→ MATERIAL PROVIDED
** start **

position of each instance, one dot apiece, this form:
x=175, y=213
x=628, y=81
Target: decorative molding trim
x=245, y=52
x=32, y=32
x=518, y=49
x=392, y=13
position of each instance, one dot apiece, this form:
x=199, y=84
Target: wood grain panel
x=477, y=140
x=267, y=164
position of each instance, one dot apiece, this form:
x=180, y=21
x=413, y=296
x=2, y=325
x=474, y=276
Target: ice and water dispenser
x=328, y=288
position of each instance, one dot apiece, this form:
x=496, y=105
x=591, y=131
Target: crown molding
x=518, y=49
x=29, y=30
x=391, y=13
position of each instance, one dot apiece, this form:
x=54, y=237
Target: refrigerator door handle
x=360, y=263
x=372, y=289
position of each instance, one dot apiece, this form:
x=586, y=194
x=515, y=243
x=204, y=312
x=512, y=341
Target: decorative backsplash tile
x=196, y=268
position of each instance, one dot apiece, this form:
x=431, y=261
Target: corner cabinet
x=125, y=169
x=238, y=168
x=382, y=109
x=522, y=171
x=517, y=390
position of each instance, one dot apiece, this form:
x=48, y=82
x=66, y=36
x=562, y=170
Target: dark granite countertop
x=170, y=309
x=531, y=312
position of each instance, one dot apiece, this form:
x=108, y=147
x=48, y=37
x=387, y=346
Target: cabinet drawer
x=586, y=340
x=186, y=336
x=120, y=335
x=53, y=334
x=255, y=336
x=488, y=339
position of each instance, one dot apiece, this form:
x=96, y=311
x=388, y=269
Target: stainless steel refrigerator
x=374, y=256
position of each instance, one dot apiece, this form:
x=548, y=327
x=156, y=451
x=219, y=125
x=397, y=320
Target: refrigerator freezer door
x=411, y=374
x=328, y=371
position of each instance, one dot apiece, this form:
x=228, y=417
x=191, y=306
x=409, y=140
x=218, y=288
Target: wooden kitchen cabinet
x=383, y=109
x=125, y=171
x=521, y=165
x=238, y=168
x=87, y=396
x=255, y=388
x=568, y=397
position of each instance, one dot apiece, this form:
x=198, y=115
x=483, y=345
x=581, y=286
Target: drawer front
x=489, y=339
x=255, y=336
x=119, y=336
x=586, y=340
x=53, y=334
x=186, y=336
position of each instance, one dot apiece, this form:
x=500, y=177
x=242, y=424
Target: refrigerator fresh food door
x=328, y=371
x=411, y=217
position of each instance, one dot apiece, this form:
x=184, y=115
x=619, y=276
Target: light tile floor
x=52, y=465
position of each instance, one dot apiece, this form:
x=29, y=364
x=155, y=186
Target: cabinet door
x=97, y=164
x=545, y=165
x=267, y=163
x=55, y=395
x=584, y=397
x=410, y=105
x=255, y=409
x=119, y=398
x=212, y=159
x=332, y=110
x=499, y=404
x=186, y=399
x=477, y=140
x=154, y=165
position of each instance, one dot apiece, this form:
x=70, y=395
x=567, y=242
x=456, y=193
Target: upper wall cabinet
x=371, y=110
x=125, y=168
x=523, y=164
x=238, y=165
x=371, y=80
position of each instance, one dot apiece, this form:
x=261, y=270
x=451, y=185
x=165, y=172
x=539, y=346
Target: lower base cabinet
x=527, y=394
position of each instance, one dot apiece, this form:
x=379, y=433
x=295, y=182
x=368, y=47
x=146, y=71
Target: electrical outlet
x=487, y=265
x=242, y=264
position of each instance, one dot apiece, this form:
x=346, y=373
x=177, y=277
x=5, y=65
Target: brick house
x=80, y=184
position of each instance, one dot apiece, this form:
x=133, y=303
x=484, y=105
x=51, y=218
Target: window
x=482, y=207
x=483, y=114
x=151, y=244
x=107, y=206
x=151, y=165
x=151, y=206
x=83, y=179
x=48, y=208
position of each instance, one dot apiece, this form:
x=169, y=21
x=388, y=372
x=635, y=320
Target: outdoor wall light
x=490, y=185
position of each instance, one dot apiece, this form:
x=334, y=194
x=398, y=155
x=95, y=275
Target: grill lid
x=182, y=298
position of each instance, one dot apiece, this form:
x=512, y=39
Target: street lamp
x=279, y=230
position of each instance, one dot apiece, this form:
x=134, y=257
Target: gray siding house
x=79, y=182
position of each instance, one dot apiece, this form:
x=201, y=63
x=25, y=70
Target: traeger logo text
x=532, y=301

** end **

→ GOAL OF THE EXERCISE
Rewrite all of the lines above, putting "location" wherever "position" appears and leaving everything else the same.

→ TASK SOLUTION
location of each instance, one dot apiece, this form:
x=175, y=213
x=628, y=81
Target: decorative molding trim
x=245, y=52
x=32, y=32
x=518, y=49
x=392, y=13
location of each instance, one dot apiece, this form:
x=199, y=84
Target: wood grain panel
x=477, y=140
x=267, y=164
location of each instance, one dot apiece, this form:
x=180, y=21
x=413, y=296
x=2, y=325
x=474, y=276
Target: ice and water dispenser
x=328, y=288
location of each instance, one dot apiece, this form:
x=496, y=105
x=591, y=131
Target: crown molding
x=518, y=49
x=29, y=30
x=391, y=13
location of each instance, one dot apiece, this form:
x=54, y=237
Target: refrigerator door handle
x=360, y=263
x=372, y=289
location of each instance, one dot apiece, this form:
x=586, y=194
x=515, y=243
x=204, y=312
x=512, y=341
Target: decorative backsplash tile
x=196, y=268
location of each instance, one dot apiece, this form:
x=431, y=261
Target: corner cabinet
x=125, y=169
x=238, y=168
x=382, y=109
x=522, y=171
x=517, y=390
location of each instance, one dot apiece, this form:
x=48, y=82
x=66, y=36
x=562, y=170
Target: dark granite countertop
x=170, y=309
x=531, y=312
location of each instance, one dot apiece, this form:
x=108, y=147
x=48, y=37
x=387, y=346
Target: cabinet drawer
x=586, y=340
x=186, y=336
x=120, y=335
x=53, y=334
x=255, y=336
x=488, y=339
location of each instance, one dot apiece, this form:
x=96, y=311
x=388, y=269
Target: stainless steel refrigerator
x=374, y=256
location of each instance, one dot apiece, this form:
x=548, y=327
x=156, y=451
x=219, y=125
x=397, y=320
Target: refrigerator freezer door
x=411, y=374
x=328, y=371
location of each instance, one dot apiece, this form:
x=228, y=417
x=191, y=306
x=409, y=140
x=218, y=288
Target: wooden kitchen cabinet
x=383, y=109
x=125, y=171
x=521, y=165
x=238, y=168
x=87, y=396
x=255, y=388
x=568, y=397
location of each instance, one dot apiece, this form:
x=198, y=115
x=483, y=345
x=581, y=286
Target: drawer front
x=489, y=339
x=255, y=336
x=119, y=336
x=586, y=340
x=53, y=334
x=186, y=336
location of each instance, one dot apiece, this form:
x=500, y=177
x=242, y=424
Target: refrigerator fresh food door
x=328, y=371
x=411, y=217
location of each instance, one dot apiece, this form:
x=184, y=115
x=619, y=276
Target: light tile floor
x=52, y=465
location of each instance, one dot apiece, this form:
x=29, y=364
x=155, y=186
Target: cabinet door
x=97, y=164
x=545, y=165
x=267, y=163
x=55, y=395
x=584, y=397
x=410, y=105
x=255, y=409
x=119, y=398
x=212, y=159
x=332, y=110
x=499, y=404
x=186, y=399
x=477, y=140
x=154, y=165
location of each instance, one dot apiece, this form:
x=70, y=395
x=567, y=242
x=456, y=193
Target: upper wall cabinet
x=371, y=110
x=125, y=168
x=523, y=164
x=238, y=165
x=371, y=80
location of each instance, one dot apiece, this form:
x=261, y=270
x=451, y=185
x=165, y=172
x=539, y=346
Target: lower base cabinet
x=527, y=394
location of each instance, one dot apiece, this form:
x=379, y=433
x=295, y=182
x=368, y=47
x=146, y=71
Target: electrical outlet
x=487, y=265
x=242, y=264
location of each instance, one dot apiece, this form:
x=346, y=373
x=177, y=277
x=5, y=65
Target: brick house
x=80, y=184
location of each instance, one dot apiece, this form:
x=133, y=303
x=484, y=105
x=51, y=218
Target: window
x=482, y=207
x=483, y=114
x=151, y=244
x=107, y=206
x=151, y=165
x=151, y=206
x=83, y=179
x=48, y=208
location of each instance, one dot apiece, this form:
x=169, y=21
x=388, y=372
x=635, y=320
Target: outdoor wall light
x=490, y=185
location of each instance, one dot apiece, this form:
x=334, y=194
x=398, y=155
x=95, y=275
Target: grill lid
x=182, y=298
location of each instance, one dot apiece, this form:
x=512, y=39
Target: street lamp
x=279, y=230
location of each instance, one dot apiece, this form:
x=134, y=257
Target: gray siding house
x=79, y=182
location of each instance, one dot apiece, this form:
x=201, y=63
x=25, y=70
Target: traeger logo text
x=532, y=301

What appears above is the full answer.